**Selected passage:**

Andy Brown

4 March 2020

Andy Brown is a published poet, songwriter, and an Associate Professor of English & Creative Writing at Exeter University.

Q: Your work ranges from academia to poetry, songwriting to novels. What are the benefits and (if any) pitfalls of having such a broad creative palette?

A: I’m a musician as well as a writer, and I can play four or five different instruments. Each one lets me do different things musically, either solo, or within the context of a band/ensemble. They each have a different voice, tone and feel. They also have a different ‘place’ in the band. I mention this because I think the same is true of writing – each form of writing is a bit like a different instrument. Prose writing allows me to tell stories and explore characters and their motives and desires; writing a novel is also a long, involved, solo endeavour. Poetry writing lets me play with image and idea, sound and pattern language in its ‘purer’ sense, and it can often be collaborative, like music. Songwriting lets me do both – character and poetry together – but in a more immediate, communicative and entertaining kind of way. It is also truly collaborative. Academic writing is the most different of the lot, and I find it hard to do that at the same time as writing poems, say, so I tend to keep that separate. Academic writing is discursive and analytic and involves a much more rational mind-set… that can rather put the dampers on the more irrational creative instinct.

Q: The theme of the Festival is ‘Fact & Fiction’. Most nonfiction literature is, of course, in prose form – what do you think are the special advantages of poetry in examining topics such as anatomy or sanitation, as you do so successfully in Bloodlines?

A: I’m glad you think that Bloodlines works successfully! Poetry allows you to explore images and ‘moments’, without having to tell all the back-story, or to show all the historical research to set the context. You can just dive straight in, in media res, and let the images create the effect for the reader. Prose tends to fill in the gaps, whereas poetry tends to leave the space for the reader to inhabit and work out/realise what it is all about. In other words, prose is more expository, whereas poetry works as much by what you don’t say as what you do.

**What to do:**
1 - List the forms of writing that Andy Brown compares to different instruments in the interview above.
2 - Write the next part of the Andy Brown interview, continuing from its final sentence.

**Information shown:**
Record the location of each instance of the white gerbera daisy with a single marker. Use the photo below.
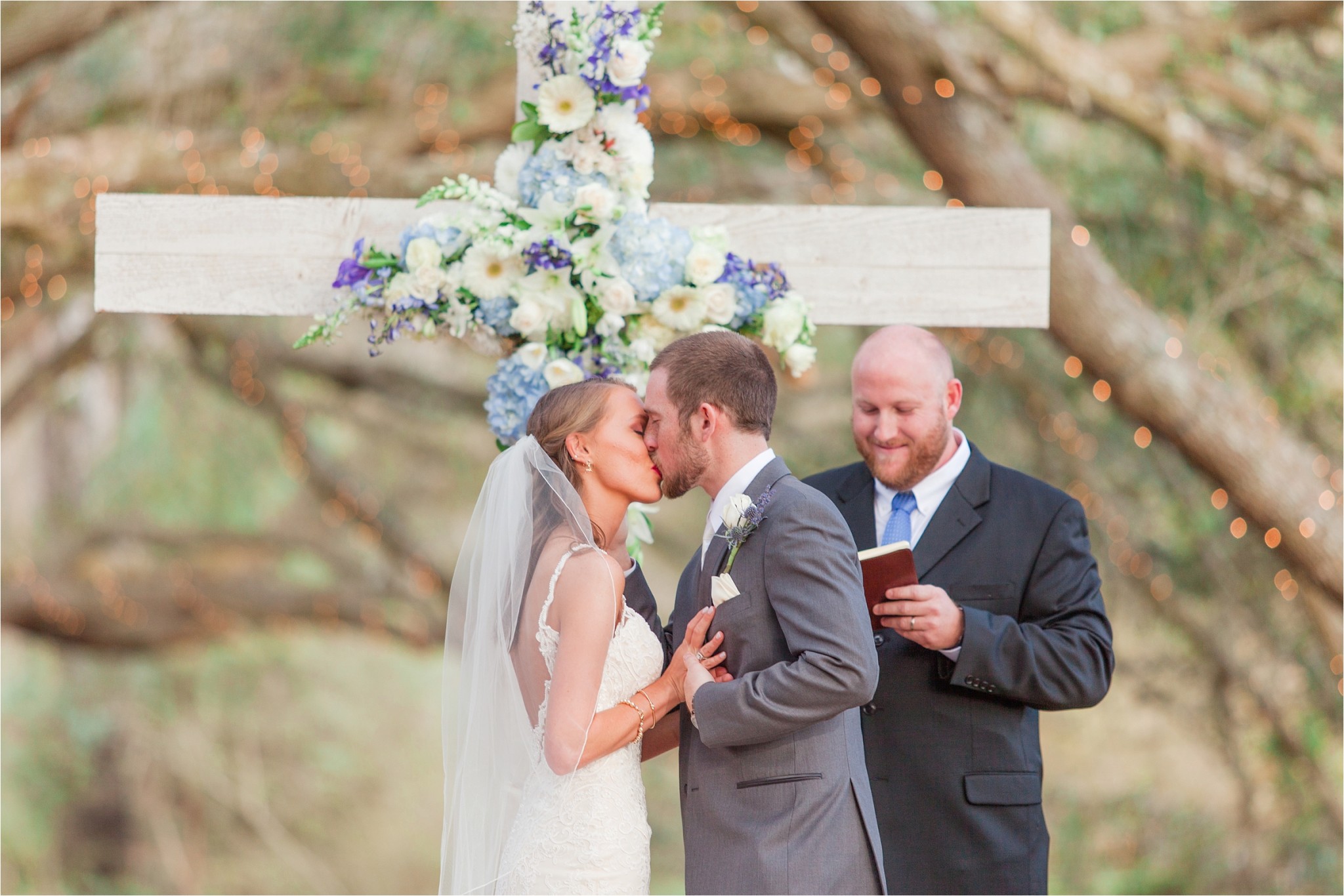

**Responses to the exercise:**
1 - Prose writing, poetry writing, songwriting, academic writing

2 -
Q: Bloodlines makes extensive use of a kind of intertextuality in its explicit references to other poets, poems and works of art. Why did you choose to adopt this device in this collection in particular?

A: I’m very interested in writing from paintings and other art forms (ekphrasis), and have explored this technique before in my previous books. I like speaking French and Spanish  so have started translating poems in those languages, and I’m very much into the idea that our own work stands in relation to traditions and heritages – so it makes sense to ‘talk back’ to those writers and artists who have inspired us. I’m also very interested in trying to let poetry stand alongside other art forms and other forms of discourse – science, medicine, history, politics, art etc. I find it very interesting when an event/reading, for example, has a poet, a musician, a scientist, a medic on the panel, for example. It helps to show that poetry can make very valuable and engaging interventions in our public debates about, say, healthcare.

Q: Do you think poetry has a meaningful role to play in current debates around the nature of truth? Can poetry help us find our way to a deeper, inalienable truth that we risk losing in a sea of social media fakery?

A: I’m very interested in truth and wrote my PhD on the relationship between poetry and truth. “Poetry tells the truth but tells it slant”… I paraphrase Seamus Heaney here. I also just read an interesting quote from the American poet Rosemarie Waldrop: “When your government consistently lies through its teeth, it just may be very important to pay attention to words in the way poetry does.” That seems to make a lot of sense to me. Poetry allows us to pay great attention to individual words, where they come from, and the relationships between them. Without being too pious about it, there aren’t many times/places in our lives when we can do that…. if you want to cut through the ‘fakery’ of social media and politics, then paying attention to the way it ab/uses language, in the same way that poets pay great attention to language, might be a very good thing to do.

Q: Which current writers, poetry or prose, would you recommend to anyone looking to explore the borderlands between fact and fiction?

A: I’m really looking forward to reading Sebastian Barry’s new novel this year. I love his fictions. They explore Irish history across the 20th and, in these last novels, the history of the American civil war.  His novels therefore include ‘real’ events, but fictionalise most beautifully around them. My wife, Natasha Charles, also has a fictionalised memoir published this year that masquerades as the dating diaries of another (invented) woman… great fun and curiously blending fiction with real-life experience.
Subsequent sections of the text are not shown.